7/7/23

Fellowship Point: Quakers, Conflict, and Friendship

 

FELLOWSHIP POINT (2023)

By Alice Elliott Dark

Simon and Schuster, 578 pages

★★★★ ½ 

 

 

It has been said that Quakers came to do good and did well. In a roundabout way, that’s the crux of Fellowship Point, a superb new novel by Alice Elliott Dark.

 

Its central character is Agnes Lee who did well indeed in her inheritance and as author of a series of children’s books about 9-year-old Nan, whose adventures are reminiscent of a better-behaved Eloise. Agnes has remained mum about the inspiration for Nan. Her lifelong friend Polly Wister always imagined it was her daughter Lydia, who died at nine.

 

Much of the novel is about the friendship between Agnes and Polly, though it’s not easy being Agnes’s friend. Agnes is an opinionated crank with secrets, is a confirmed spinster, and unbeknown even to Polly also writes under the pseudonym of Pauline Schultz. Those books are arch takedowns of Rittenhouse Square elites, though the Lees could be counted among them. As is often the case, those who lampoon miss the irony that they “have met the enemy and they is us,” as Pogo would have put it.

 

Agnes is also the fulcrum of another irony in that old Quaker money is behind the novel’s namesake dilemma: what to do with Fellowship Point. Several generations ago, five families bought 35 acres of coastal land in Maine, where they summered amidst locals. The latter are a mix of those who provide services joyfully, those who do so grudgingly, and those who want no part of outsiders.

* **Given information**
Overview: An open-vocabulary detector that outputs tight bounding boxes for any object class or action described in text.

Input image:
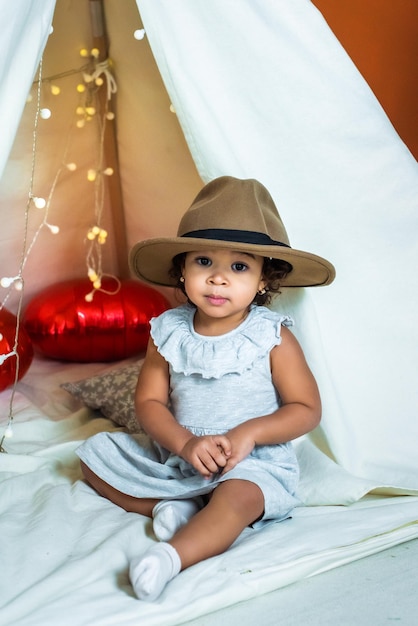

* **Given task**
Transcribe the entire Fellowship Point book review word for word.

* **Expected answer**
7/7/23

Fellowship Point: Quakers, Conflict, and Friendship

 

FELLOWSHIP POINT (2023)

By Alice Elliott Dark

Simon and Schuster, 578 pages

★★★★ ½ 

 

 

It has been said that Quakers came to do good and did well. In a roundabout way, that’s the crux of Fellowship Point, a superb new novel by Alice Elliott Dark.

 

Its central character is Agnes Lee who did well indeed in her inheritance and as author of a series of children’s books about 9-year-old Nan, whose adventures are reminiscent of a better-behaved Eloise. Agnes has remained mum about the inspiration for Nan. Her lifelong friend Polly Wister always imagined it was her daughter Lydia, who died at nine.

 

Much of the novel is about the friendship between Agnes and Polly, though it’s not easy being Agnes’s friend. Agnes is an opinionated crank with secrets, is a confirmed spinster, and unbeknown even to Polly also writes under the pseudonym of Pauline Schultz. Those books are arch takedowns of Rittenhouse Square elites, though the Lees could be counted among them. As is often the case, those who lampoon miss the irony that they “have met the enemy and they is us,” as Pogo would have put it.

 

Agnes is also the fulcrum of another irony in that old Quaker money is behind the novel’s namesake dilemma: what to do with Fellowship Point. Several generations ago, five families bought 35 acres of coastal land in Maine, where they summered amidst locals. The latter are a mix of those who provide services joyfully, those who do so grudgingly, and those who want no part of outsiders.